[ACTIONS TO TAKE]
• 1. In the article on hotels and plastic waste, what percentage of plastic waste have people recycled?
• 2. Write the next part of the article on hotels going plastic-free, picking up after its last sentence.

Since the 1950s, when the large-scale production of synthetic materials began, 8.3 billion metric tons of plastic have been generated—and we’ve thrown the majority away. Of that waste, people have only recycled 9 percent.
Unfortunately, plastics do not biodegrade, meaning these products stick around for hundreds or thousands of years. They clog up landfills and make their way into our environment—including 18 billion pounds that flow into the ocean every year.
The hospitality industry plays a significant role in plastic consumption, as one 200-room hotel can generate around 300,000 single-use pieces in a month at full capacity. Some items these businesses use include water bottles, amenity packages, plastic wrap, storage bags, latex gloves, and plastic bags.
Plastic production shows no signs of slowing down. Still, hotels have stepped up to the challenge of eliminating plastic from their operations and initiating change.
How Are Hotels Going Plastic-Free?
Hotels across the globe have pledged to eliminate certain plastic products from their properties. Here are just a few examples and the initiatives they have undertaken.

Stored records

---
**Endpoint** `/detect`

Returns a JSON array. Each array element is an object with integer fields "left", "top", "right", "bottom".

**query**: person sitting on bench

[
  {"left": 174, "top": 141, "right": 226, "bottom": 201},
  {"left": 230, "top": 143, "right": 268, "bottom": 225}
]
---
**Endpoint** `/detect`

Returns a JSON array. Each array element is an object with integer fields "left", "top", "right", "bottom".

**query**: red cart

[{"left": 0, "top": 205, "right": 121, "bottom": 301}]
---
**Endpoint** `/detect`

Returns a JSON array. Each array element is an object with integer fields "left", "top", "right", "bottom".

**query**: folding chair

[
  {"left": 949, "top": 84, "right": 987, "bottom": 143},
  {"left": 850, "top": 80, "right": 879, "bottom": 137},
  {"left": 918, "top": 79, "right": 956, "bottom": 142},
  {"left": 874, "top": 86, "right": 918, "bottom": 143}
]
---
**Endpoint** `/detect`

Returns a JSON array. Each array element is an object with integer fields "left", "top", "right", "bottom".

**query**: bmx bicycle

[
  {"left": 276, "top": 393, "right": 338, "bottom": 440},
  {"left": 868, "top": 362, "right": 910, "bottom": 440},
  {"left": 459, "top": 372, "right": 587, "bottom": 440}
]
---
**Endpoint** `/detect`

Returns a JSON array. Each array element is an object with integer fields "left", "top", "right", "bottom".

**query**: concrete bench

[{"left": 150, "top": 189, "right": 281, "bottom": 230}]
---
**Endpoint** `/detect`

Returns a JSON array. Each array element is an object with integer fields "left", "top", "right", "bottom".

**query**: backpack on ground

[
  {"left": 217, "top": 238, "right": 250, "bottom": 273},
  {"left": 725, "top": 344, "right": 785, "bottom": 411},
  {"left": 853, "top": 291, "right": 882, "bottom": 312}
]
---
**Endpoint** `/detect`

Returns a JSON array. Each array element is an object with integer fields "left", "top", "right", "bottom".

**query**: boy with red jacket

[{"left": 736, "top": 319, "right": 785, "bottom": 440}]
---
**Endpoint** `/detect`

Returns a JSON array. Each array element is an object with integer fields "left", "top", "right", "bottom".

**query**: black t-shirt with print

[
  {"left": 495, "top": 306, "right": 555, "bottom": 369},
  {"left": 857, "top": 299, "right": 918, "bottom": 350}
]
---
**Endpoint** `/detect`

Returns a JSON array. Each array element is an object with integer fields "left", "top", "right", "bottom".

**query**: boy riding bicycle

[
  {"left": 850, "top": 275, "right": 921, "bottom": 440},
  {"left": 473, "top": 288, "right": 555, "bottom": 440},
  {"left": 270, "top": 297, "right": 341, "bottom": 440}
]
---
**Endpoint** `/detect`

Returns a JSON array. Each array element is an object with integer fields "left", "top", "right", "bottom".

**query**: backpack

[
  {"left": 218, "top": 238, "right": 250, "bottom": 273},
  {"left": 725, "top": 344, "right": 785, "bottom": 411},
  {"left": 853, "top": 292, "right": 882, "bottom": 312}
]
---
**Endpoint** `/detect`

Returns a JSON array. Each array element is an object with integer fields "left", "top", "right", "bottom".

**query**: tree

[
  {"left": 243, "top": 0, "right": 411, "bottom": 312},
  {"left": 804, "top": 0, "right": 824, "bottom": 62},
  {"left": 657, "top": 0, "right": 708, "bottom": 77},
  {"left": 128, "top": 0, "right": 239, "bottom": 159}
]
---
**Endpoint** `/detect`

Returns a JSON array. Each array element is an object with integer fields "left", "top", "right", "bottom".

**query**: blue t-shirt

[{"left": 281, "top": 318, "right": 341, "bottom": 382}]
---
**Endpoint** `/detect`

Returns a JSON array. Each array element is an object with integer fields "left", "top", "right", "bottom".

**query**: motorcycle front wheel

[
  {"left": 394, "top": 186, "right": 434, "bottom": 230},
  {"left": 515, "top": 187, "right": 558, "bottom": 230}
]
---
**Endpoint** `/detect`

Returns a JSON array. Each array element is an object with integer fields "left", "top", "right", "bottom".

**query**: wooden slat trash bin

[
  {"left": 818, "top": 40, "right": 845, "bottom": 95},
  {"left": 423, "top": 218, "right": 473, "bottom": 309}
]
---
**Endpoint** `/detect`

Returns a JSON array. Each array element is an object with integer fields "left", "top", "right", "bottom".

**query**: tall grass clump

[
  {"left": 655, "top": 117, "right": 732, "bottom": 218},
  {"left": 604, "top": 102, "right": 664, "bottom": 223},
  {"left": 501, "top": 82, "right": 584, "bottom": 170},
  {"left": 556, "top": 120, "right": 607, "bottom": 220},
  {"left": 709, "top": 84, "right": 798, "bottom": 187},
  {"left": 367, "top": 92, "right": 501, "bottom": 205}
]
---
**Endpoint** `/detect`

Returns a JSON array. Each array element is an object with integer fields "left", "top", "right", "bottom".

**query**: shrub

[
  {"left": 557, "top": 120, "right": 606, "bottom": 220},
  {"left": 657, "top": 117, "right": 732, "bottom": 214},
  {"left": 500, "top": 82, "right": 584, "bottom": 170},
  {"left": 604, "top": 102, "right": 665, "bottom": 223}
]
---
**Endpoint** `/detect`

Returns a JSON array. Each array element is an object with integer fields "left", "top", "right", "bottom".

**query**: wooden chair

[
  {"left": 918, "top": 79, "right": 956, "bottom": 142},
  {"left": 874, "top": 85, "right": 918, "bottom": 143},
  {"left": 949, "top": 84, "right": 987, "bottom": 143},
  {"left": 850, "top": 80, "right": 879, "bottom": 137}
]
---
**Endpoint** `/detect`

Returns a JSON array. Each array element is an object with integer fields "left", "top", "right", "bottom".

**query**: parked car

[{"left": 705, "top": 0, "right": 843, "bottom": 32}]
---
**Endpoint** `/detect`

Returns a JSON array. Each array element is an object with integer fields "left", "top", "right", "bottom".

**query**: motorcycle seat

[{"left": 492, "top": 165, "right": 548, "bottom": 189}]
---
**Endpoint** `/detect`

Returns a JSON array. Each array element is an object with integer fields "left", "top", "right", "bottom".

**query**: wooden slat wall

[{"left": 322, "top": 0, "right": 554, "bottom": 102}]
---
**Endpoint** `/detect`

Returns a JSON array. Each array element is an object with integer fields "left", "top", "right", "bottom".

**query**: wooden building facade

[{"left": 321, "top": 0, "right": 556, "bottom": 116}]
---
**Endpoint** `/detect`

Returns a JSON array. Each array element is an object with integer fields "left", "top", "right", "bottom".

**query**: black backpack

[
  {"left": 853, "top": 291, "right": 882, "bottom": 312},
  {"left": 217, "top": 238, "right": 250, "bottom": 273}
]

[EXPECTED RESULTS]
• 1. 9 percent

• 2.
Back in 2019, Marriott announced that it would replace its small toiletry bottles—which are too small to be cleaned and recycled—with larger ones by 2020. The move will prevent 770 tons of plastic from going to landfills each year and reduce the brand’s plastic use for amenities by 30 percent.
Marriott also plans to remove plastic straws and stirrers from all properties, estimating that they will save 1 billion of the former and 250 million of the latter from going to waste.
Six Senses Hotels Resorts Spas
This hotel brand operates 11 resorts and 31 spas in more than 20 countries. They bottle their water on-site to eliminate the use of plastic bottles, and they’ve also swapped out plastic straws for alternatives like paper, bamboo and lemongrass.
Along with its zero-waste policy—all materials are either recycled, reused or upcycled—Six Senses launched an Earth Lab initiative, allowing guests to take workshops and watch DIY videos to learn more about eco-friendly practices. For example, bulk bags, which hold sand, fertilizer or other materials, can get shredded and remade into new products like clothing and playground equipment.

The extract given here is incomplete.